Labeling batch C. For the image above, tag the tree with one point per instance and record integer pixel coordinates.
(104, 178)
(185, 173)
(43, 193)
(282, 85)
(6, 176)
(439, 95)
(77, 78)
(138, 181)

THE TASK
Could you set down every line above exactly as written?

WORKED SOLUTION
Labeling batch C. For the image above, tag the tree with one point per instance and record integer pixel coordinates.
(104, 178)
(185, 173)
(43, 193)
(282, 85)
(6, 176)
(439, 95)
(77, 78)
(138, 181)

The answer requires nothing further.